--- START ---

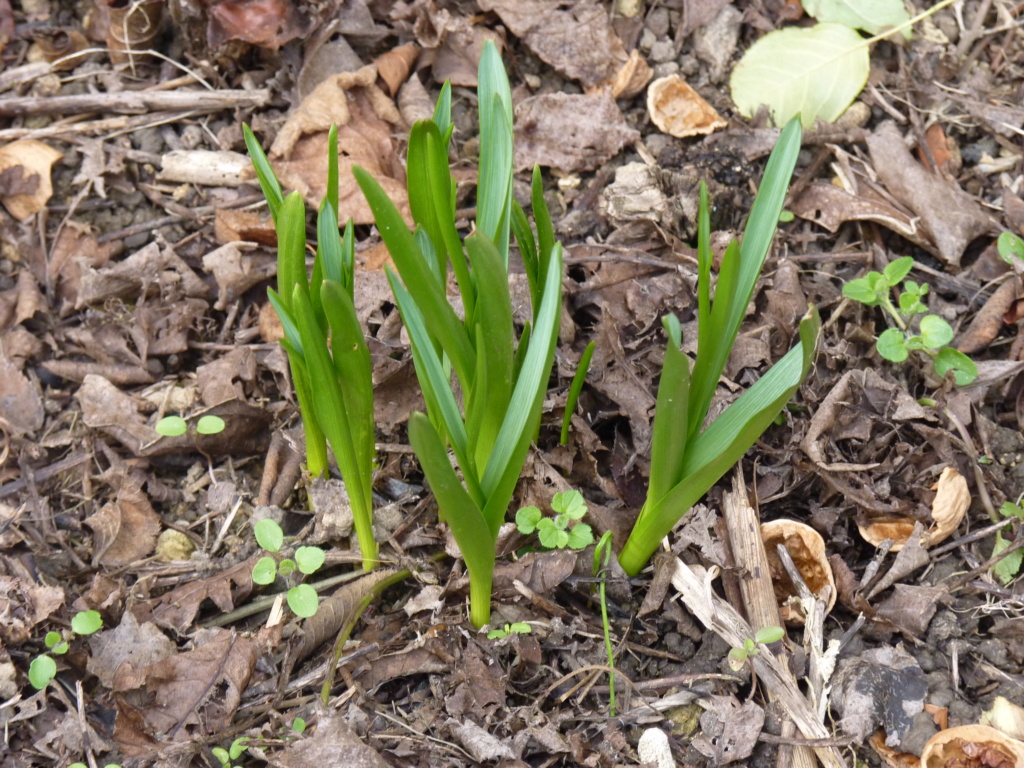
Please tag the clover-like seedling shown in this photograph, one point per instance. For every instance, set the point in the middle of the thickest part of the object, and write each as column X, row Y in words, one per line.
column 172, row 426
column 43, row 669
column 764, row 636
column 518, row 628
column 895, row 344
column 301, row 598
column 1008, row 568
column 555, row 532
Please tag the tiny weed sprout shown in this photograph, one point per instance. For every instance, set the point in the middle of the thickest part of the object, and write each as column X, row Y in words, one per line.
column 172, row 426
column 686, row 457
column 555, row 532
column 327, row 350
column 43, row 669
column 302, row 598
column 1008, row 568
column 895, row 344
column 765, row 636
column 1011, row 249
column 232, row 753
column 502, row 380
column 519, row 628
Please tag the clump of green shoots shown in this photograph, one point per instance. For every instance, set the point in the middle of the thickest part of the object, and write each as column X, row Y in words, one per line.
column 932, row 334
column 1008, row 568
column 686, row 457
column 555, row 532
column 327, row 351
column 302, row 598
column 502, row 379
column 43, row 669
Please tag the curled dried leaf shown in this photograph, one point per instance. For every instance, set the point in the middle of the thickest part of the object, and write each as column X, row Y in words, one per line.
column 680, row 111
column 951, row 501
column 807, row 549
column 972, row 744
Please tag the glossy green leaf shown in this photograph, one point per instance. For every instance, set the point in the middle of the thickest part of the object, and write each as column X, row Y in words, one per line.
column 42, row 671
column 264, row 173
column 810, row 72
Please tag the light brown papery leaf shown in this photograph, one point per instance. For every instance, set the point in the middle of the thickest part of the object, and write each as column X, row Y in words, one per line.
column 568, row 131
column 950, row 217
column 23, row 605
column 35, row 160
column 576, row 38
column 189, row 694
column 177, row 608
column 125, row 530
column 679, row 111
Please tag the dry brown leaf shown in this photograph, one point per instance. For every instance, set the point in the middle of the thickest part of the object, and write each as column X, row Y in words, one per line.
column 571, row 132
column 329, row 104
column 177, row 608
column 20, row 399
column 972, row 745
column 23, row 605
column 192, row 694
column 988, row 322
column 124, row 530
column 35, row 161
column 394, row 66
column 679, row 111
column 950, row 217
column 950, row 504
column 333, row 743
column 632, row 77
column 576, row 38
column 807, row 549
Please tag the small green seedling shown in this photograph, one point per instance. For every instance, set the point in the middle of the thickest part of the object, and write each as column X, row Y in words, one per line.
column 519, row 628
column 764, row 636
column 895, row 344
column 1008, row 568
column 1011, row 248
column 232, row 753
column 301, row 598
column 172, row 426
column 43, row 669
column 555, row 532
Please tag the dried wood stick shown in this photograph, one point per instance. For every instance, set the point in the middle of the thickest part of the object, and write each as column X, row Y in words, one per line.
column 134, row 102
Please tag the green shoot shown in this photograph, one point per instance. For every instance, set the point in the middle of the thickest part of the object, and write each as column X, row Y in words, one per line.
column 686, row 457
column 327, row 350
column 765, row 636
column 43, row 669
column 602, row 556
column 574, row 388
column 554, row 532
column 895, row 344
column 301, row 598
column 519, row 628
column 1008, row 568
column 502, row 380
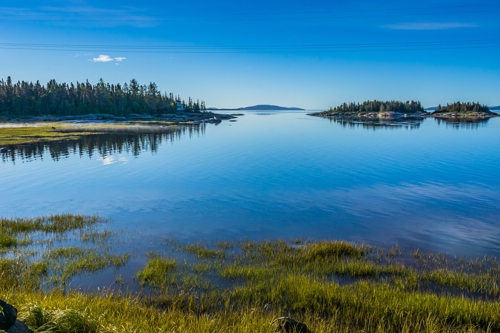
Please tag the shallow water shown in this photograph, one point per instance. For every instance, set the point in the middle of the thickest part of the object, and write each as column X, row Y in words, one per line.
column 430, row 185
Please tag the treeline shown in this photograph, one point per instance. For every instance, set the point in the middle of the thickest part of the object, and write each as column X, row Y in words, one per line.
column 462, row 107
column 379, row 106
column 62, row 99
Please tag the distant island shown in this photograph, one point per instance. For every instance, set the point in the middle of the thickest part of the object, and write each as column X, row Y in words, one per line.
column 463, row 110
column 375, row 110
column 260, row 107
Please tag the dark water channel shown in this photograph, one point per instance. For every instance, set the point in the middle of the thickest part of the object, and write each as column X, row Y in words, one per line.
column 428, row 184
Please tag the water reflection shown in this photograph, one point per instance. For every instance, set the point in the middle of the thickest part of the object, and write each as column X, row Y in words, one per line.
column 463, row 123
column 132, row 141
column 377, row 124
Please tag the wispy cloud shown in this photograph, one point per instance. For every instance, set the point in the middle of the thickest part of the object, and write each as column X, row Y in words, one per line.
column 428, row 26
column 107, row 58
column 81, row 14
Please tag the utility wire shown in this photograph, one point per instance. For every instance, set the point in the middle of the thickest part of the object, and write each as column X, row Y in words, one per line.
column 68, row 15
column 326, row 48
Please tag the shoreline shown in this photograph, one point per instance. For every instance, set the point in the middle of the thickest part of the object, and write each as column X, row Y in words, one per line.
column 241, row 285
column 400, row 115
column 28, row 130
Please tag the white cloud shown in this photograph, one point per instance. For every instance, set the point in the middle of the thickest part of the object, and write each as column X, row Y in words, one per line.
column 108, row 160
column 428, row 26
column 102, row 58
column 107, row 58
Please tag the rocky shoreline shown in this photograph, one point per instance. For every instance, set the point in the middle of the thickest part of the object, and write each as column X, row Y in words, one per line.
column 465, row 115
column 389, row 115
column 370, row 115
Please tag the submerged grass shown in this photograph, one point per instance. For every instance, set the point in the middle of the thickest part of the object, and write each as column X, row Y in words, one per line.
column 332, row 286
column 30, row 134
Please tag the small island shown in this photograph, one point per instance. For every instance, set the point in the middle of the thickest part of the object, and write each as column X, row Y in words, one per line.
column 375, row 110
column 459, row 110
column 262, row 107
column 33, row 112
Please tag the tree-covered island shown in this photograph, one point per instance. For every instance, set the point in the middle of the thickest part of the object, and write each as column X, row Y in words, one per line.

--- END ---

= WORK ORDER =
Leave the pictures out and print the whole listing precisely.

= ANSWER FOR THIS EXERCISE =
Please tag the clover-like seedling shown in this photograph, one point per instance. For every instance, set the point in the middle of the thickest part of the object, and write each as column X, row Y in words, one per line.
column 172, row 426
column 43, row 669
column 764, row 636
column 518, row 628
column 895, row 344
column 301, row 598
column 1008, row 568
column 555, row 532
Please tag the tiny weed sprout shown in this photograph, one point per instance. For every instance, set the point in the middle of the thickest part of the object, and write each as column X, row Y in words, one per line.
column 172, row 426
column 686, row 457
column 555, row 532
column 327, row 350
column 43, row 669
column 302, row 598
column 1008, row 568
column 895, row 344
column 765, row 636
column 1011, row 249
column 232, row 753
column 502, row 380
column 519, row 628
Please tag the clump of green shoots shown in this photograph, one point per instance. For every instance, set the point in the middle of the thickest part of the object, and write each as column X, row Y in words, one per line.
column 932, row 334
column 1008, row 568
column 686, row 457
column 555, row 532
column 327, row 351
column 302, row 598
column 502, row 379
column 43, row 669
Please tag the curled dried leaf shown in this photograph, one point per instance. For every instance, set the point in the middle of the thickest part of the object, and write each as column X, row Y in words, one per line.
column 680, row 111
column 951, row 501
column 807, row 549
column 972, row 744
Please tag the glossy green leaf shown in this photograph, one point per instance. For every instance, set the point in the middle of the thickest part of the object, and write each as column X, row Y in words, one per line.
column 42, row 671
column 264, row 173
column 810, row 72
Please tag the light brown papery leaf shown in this photograph, one point per instance. For every instance, set the point in the middle of the thickest part of the object, and write each as column X, row Y in words, one per line.
column 568, row 131
column 950, row 217
column 23, row 605
column 35, row 160
column 576, row 38
column 189, row 694
column 177, row 608
column 125, row 530
column 679, row 111
Please tag the dry brown leaf shown in this photograph, one point per instance. For every instance, set the point in the middle of the thickest part of the object, and write each as column X, row Y in words, one per line.
column 571, row 132
column 329, row 104
column 177, row 608
column 20, row 399
column 972, row 745
column 23, row 605
column 192, row 694
column 988, row 322
column 124, row 530
column 35, row 161
column 394, row 66
column 679, row 111
column 950, row 217
column 950, row 504
column 333, row 743
column 632, row 77
column 576, row 38
column 807, row 549
Please tag the small green seedling shown in this photograph, one point per instance. For every instance, set the point in the middle of the thickest part of the object, and write each as column X, row Y in words, one per line.
column 519, row 628
column 764, row 636
column 895, row 344
column 1008, row 568
column 1011, row 248
column 232, row 753
column 301, row 598
column 172, row 426
column 43, row 669
column 555, row 532
Please tag the dried wood stick shown in this photograph, one point per instance. For every instance, set the point in the middle of the thickest part of the object, and write each as column X, row Y in words, one per line.
column 134, row 102
Please tag the green shoot shown in this photograph, one point per instance. For every instance, set the point in the middle of the thickest part of the object, and write each as column X, row Y in words, one per line.
column 686, row 457
column 327, row 350
column 765, row 636
column 43, row 669
column 602, row 556
column 574, row 388
column 554, row 532
column 895, row 344
column 301, row 598
column 519, row 628
column 1008, row 568
column 502, row 380
Please tag the shallow water shown in this photograph, one point per instance. For every instance, set the point in the middle of the thickest part of the object, and write each as column X, row Y in words, one per line.
column 430, row 185
Please tag the treeline shown in this photograph, one point per instance. For every instance, set the point in the middle of the thickest part of the object, and write each as column X, row Y in words, one per line.
column 462, row 107
column 379, row 106
column 62, row 99
Please tag the distant island shown in this photograph, one point per instance. For every instance, set the point in the middle of the thickest part of the object, and write each as column X, row Y in words, one per line.
column 463, row 110
column 375, row 110
column 260, row 107
Please tag the dark water channel shown in this photograph, one point per instance. For every instance, set the point in the middle of the thickest part of the object, and write each as column X, row Y in words, one per line.
column 428, row 184
Please tag the water reflection shown in this photograph, one point per instance. For every instance, set the point in the middle of the thickest part of the object, and write each as column X, row Y in words, one per line.
column 463, row 123
column 132, row 141
column 377, row 124
Please tag the wispy cloud shown in this photograph, one point per instance. For every instance, set the point in the middle of the thickest part of the object, and write each as column X, row Y in words, one per line.
column 428, row 26
column 107, row 58
column 81, row 14
Please tag the utility wire shown in this photograph, one point per instance. For every instance, set the point in the middle of the thickest part of the object, and write each as column X, row Y in words, one per line.
column 68, row 15
column 326, row 48
Please tag the shoreline shown in this photograph, one point per instance. For every instance, set the point in the middle of the thickest part of the object, and write each as column X, row Y in words, one per line.
column 241, row 285
column 400, row 115
column 28, row 130
Please tag the white cloud shown in this photograph, one point per instance. For every instance, set the point in the middle of the thickest part of the object, and write each as column X, row Y in words, one per line.
column 108, row 160
column 428, row 26
column 102, row 58
column 107, row 58
Please tag the rocky shoreline shown in this photograph, one point per instance. For every instance, set the point in the middle of the thickest part of the object, and write each as column X, row Y in words, one per line.
column 465, row 115
column 389, row 115
column 370, row 115
Please tag the submerged grass shown in this photograph, one point per instance. For every instance, set the point in the middle of the thickest part of the object, and write each as column X, row Y in words, one per line.
column 332, row 286
column 30, row 134
Please tag the small island shown in this photograph, one point per instance. For every instance, set the point in the middle of the thickest part of the object, and write each as column X, row Y in words, one per line.
column 375, row 110
column 459, row 110
column 262, row 107
column 33, row 112
Please tag the tree-covered island shown in this photograph, one point per instance. For every instance, set the point in the middle of the thickest part of the object, and write each as column X, row Y in words, one per line.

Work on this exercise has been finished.